Belirtilen hedef 1 — Okula ilişkin duygular metnini düzenle: "Temalar Kodlar f" sözlerinden "duygularla ifade etmişlerdir." sözlerine kadar uzanan bölümün tamamını, "Genel Toplam" yerine "Toplam Görüş" koyarak yeniden yaz.
Belirtilen hedef 2 — Okula ilişkin duygular metnine göre öğrenciler okullarında kendilerini en çok hangi duyguyla ifade etmiştir?
Belirtilen hedef 3 — Lütfen okula ilişkin duygular metnini son cümlesinden sonra gelecek biçimde sürdür.

Metin alıntısı —
• Sonuç bulunamadı

Araştırmanın ikinci alt amacı kapsamında, öğrencilerin okullarına yönelik sahip oldukları duyguları belirlenmeye çalışılmıştır. Bu kapsamda elde edilen bulgular Tablo 11’de sunulmuştur.

Tablo 11. Öğrencilerin Okulda Kendilerini Nasıl Hissettiklerine İlişkin Görüşleri

Temalar Kodlar f Olumlu Duygular Şanslı 38 Mutlu 35 Güvende 28 Ait olma 27 Rahat 15 İyi 15 Özgür 9 Huzurlu 3 Memnun 2 Eğlenceli 2 Başarılı 1 Samimi 1 Gururlu 1 Toplam 177 Olumsuz Duygular Özgür değilim 9 Ait değilim 5 Şanssız 5 Yalnız 4 Güvensiz 4 Mutsuz 4 Yorgun 3 Sıkılıyorum 3

Okul/dersler hiçbir şey katmıyor 2

Uzak bir yer gibi 1

Sıkışmış 1

Toplam 42

Genel Toplam 221

Öğrencilerin okula ilişkin duyguları; olumlu ve olumsuz olmak üzere iki tema altında toplanmıştır. Tablo 11 incelendiğinde öğrencilerin okula karşı çoğunlukla (f:177) olumlu duygular hissettikleri görülmektedir. Öğrenciler öğrenim gördükleri okullarına yönelik olarak kendilerini; şanslı, mutlu, güvende, ait, rahat, iyi, özgür, huzurlu, memnun gibi olumlu duygularla ifade etmişlerdir.

Öğrenciler öğrenim gördükleri okullarının öğrencisi oldukları için kendilerini çoğunlukla şanslı olarak hissettiklerini belirtmiştir. Özellikle başarı düzeyi yüksek olan okullarda öğrenim gören bazı öğrenciler okullarından dolayı kendilerini şanslı olduklarını düşünmektedirler. Bu öğrencilerden birkaçının görüşü aşağıdaki gibidir:

“Öğretmenler iyi ders anlatıyor, idarede sıkıntı yok, gelen öğrenciler diğer okullardakilere göre daha iyi seviyeleri bu yüzden okulda olduğum için şanslı hissediyorum.”(F5)

“Bu okula gelemeyen kişi sayısı da fazla iyi bir okul olduğu için şanslıyım diye düşünüyorum.”(C1)

“Burada okumak isteyen burada olmak isteyen insanlar da var yani bu yüzden şanslı hissediyorum”. (C4)

“Şanslı hissediyorum çünkü puanla geldim ve yüksek puanla alıyor burası o yüzden, okulumun yüksek bir okul olduğunu da biliyorum bu yüzden şanslıyım.” (T6)

Kayıtlı satırlar —
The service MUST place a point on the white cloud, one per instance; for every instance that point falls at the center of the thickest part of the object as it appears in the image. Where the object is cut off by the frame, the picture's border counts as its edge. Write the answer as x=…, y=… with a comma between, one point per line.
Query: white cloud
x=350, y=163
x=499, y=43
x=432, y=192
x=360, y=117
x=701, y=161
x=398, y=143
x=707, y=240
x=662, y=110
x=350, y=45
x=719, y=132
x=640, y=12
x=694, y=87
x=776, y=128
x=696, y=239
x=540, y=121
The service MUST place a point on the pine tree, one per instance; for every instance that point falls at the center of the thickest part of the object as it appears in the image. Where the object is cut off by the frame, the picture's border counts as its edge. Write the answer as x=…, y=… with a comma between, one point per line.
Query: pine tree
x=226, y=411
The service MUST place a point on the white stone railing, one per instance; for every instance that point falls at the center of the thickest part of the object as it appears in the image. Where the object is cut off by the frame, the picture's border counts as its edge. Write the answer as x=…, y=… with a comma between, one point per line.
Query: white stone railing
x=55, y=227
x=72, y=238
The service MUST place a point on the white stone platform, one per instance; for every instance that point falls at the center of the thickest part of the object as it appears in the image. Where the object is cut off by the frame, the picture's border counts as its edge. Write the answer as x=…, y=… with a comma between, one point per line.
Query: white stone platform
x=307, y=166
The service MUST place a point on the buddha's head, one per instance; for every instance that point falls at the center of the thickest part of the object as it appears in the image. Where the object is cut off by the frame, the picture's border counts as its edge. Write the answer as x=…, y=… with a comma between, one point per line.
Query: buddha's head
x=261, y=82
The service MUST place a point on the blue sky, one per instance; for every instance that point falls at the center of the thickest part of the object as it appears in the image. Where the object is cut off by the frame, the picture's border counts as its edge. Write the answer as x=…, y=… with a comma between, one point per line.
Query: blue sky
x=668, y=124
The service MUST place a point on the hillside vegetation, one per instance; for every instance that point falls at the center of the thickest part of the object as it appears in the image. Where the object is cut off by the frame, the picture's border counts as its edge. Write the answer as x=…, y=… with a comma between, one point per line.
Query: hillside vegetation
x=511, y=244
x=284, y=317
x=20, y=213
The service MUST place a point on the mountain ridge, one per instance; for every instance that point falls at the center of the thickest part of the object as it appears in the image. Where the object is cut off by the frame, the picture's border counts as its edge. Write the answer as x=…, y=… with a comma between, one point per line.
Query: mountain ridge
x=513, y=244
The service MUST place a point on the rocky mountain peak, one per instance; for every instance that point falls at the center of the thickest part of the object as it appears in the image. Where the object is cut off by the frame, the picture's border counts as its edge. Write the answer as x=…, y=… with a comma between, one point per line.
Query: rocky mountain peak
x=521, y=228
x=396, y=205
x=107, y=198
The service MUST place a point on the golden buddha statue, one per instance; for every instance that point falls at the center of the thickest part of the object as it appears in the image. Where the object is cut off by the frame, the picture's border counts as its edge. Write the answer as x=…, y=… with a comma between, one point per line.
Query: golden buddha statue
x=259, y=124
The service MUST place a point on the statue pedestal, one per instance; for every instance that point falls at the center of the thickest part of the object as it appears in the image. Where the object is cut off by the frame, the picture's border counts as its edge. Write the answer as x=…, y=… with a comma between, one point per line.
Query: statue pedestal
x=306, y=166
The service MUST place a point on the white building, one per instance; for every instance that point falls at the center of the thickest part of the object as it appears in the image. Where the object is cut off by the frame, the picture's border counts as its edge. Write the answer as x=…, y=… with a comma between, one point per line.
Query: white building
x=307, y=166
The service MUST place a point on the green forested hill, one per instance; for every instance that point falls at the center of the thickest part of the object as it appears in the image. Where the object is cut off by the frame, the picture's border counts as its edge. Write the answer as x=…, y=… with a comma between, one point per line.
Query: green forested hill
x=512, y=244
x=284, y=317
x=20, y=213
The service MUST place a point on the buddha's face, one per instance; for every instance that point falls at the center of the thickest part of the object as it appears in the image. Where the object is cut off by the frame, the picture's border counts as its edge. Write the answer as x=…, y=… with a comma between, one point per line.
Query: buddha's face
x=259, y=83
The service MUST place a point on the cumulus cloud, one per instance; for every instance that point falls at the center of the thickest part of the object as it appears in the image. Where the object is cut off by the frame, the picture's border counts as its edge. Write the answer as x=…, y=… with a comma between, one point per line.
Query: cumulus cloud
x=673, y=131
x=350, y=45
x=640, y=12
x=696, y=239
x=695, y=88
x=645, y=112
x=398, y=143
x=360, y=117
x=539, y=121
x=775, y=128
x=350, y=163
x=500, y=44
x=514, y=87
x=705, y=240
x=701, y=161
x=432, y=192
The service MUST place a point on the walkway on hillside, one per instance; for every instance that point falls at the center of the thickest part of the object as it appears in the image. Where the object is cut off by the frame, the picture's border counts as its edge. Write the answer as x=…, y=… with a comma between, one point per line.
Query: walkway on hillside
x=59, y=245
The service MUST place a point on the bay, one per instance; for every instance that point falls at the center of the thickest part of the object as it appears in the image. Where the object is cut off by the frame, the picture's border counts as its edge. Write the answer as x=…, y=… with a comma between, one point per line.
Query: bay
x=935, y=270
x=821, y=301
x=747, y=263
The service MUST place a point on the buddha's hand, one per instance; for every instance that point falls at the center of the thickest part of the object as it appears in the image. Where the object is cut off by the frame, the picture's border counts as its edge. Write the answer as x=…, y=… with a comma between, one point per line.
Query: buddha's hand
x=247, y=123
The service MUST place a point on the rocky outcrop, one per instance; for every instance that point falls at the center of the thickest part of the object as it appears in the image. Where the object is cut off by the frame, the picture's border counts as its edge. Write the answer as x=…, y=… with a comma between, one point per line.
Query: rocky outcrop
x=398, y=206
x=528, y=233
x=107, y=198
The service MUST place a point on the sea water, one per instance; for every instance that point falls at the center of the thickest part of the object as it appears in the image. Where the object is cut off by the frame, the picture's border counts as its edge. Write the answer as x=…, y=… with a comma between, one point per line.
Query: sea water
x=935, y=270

Görev çıktısı 1 —
Temalar Kodlar f Olumlu Duygular Şanslı 38 Mutlu 35 Güvende 28 Ait olma 27 Rahat 15 İyi 15 Özgür 9 Huzurlu 3 Memnun 2 Eğlenceli 2 Başarılı 1 Samimi 1 Gururlu 1 Toplam 177 Olumsuz Duygular Özgür değilim 9 Ait değilim 5 Şanssız 5 Yalnız 4 Güvensiz 4 Mutsuz 4 Yorgun 3 Sıkılıyorum 3

Okul/dersler hiçbir şey katmıyor 2

Uzak bir yer gibi 1

Sıkışmış 1

Toplam 42

Toplam Görüş 221

Öğrencilerin okula ilişkin duyguları; olumlu ve olumsuz olmak üzere iki tema altında toplanmıştır. Tablo 11 incelendiğinde öğrencilerin okula karşı çoğunlukla (f:177) olumlu duygular hissettikleri görülmektedir. Öğrenciler öğrenim gördükleri okullarına yönelik olarak kendilerini; şanslı, mutlu, güvende, ait, rahat, iyi, özgür, huzurlu, memnun gibi olumlu duygularla ifade etmişlerdir.

Görev çıktısı 2 — Şanslı; bu duygu 38 kez belirtilmiştir.

Görev çıktısı 3 —
Bazı öğrenciler de öğrenim gördükleri okullarında meslek edindikleri ve gireceği sınavlarda onlara avantaj sağlayacağını düşündükleri için kendilerini şanslı hissettiklerini ifade etmişlerdir. Bu öğrencilerin okulları incelendiğinde çoğunlukla meslek lisesinde öğrenim gören öğrenciler olduğu görülmüştür. Konuyla ilgili öğrenci görüşleri şöyledir:

“Çünkü ben Anadolu teknik olduğum için üniversite sınavında diğer Anadolu liselerinden ek bi puan alıcam daha fazla yani artı bir de meslek dersi

gördüğüm için bir ek puan daha alıcam diğerlerinden sınav konusunda daha şanslıyım. İş bulma konusunda da daha şanslıyım burda mesleği daha önceden gördüğüm için fabrikalar başka yerle üniversite sınavına girmediğim

zaman öncelikli olarak mesela patron diyor ki, meslek lisesi mezunu olması

gereklidir diyor.” (E3)

“Şanslıyım çünkü buradan mezun olduğum zaman elimde belgem olacak dükkan açma belgem olacak bu açıdan iyi ve üniversitelere giderken istediğim gibi kendi bölümüme iki sene de gidebiliyorum endüstri meslek olduğundan dolayı.” (E5)

“Bu okulda okuduğum için çok güzel avantajları var çünkü niye burdan işyeri açama belgesi alabiliyoruz üniversiteye giderken daha avantajlı oluyoruz puanına göre olsun makina mühendisliğine gittiğimiz zaman bu okuldan mezun olduğumuz için daha güzel avantajlara sahibiz.” (E6)

“Çünkü devletin bana verdiği çok fazla olanak var sınavsız geçiş gibi okul puanım gibi çok fazla haklarım var diğer okullarda yok mesela meslek olmayan diğer okullarda yok böyle şeyler kedin geçeceksin o yüzden şanslıyım yani.” (E12)

Güzel sanatlar lisesinde öğrenim gören bir öğrenci de okuduğu okul türünün her ilde olmaması ve herkesin yeteneği doğrultusunda istediği okulda öğrenim görme fırsatı bulamamasından dolayı kendini şanslı görmektedir. Öğrenci görüşü aşağıdaki gibidir:

“Şanslı hissediyorum. Çünkü bazı illerde güzel sanatlar yok öğrenciler kısıtlı kalıyor istemedikleri liselere gidiyor hâlbuki yetenekleri varken başka okullara gitmek zorunda kalıyorlar burada olduğum için çok şanslıyım.”(G1) Öğrencilerin okullarına yönelik bir diğer duygusu kendilerini mutlu hissetmeleridir. Öğrenciler bu nedenlerini şu şekilde ifade etmişlerdir:

“Arkadaşlarım burada olduğu için, arkadaş çevremde iyi, okulda hocalarımda yardımcı oluyor her konuda o yüzden okulda mutluyum.”(T1)

“Mutlu hissediyorum. Arkadaşlarımdan dolayı ve derslerimde de iyi olduğumu düşünüyorum bunlar beni mutlu hissettiriyor.” (F5)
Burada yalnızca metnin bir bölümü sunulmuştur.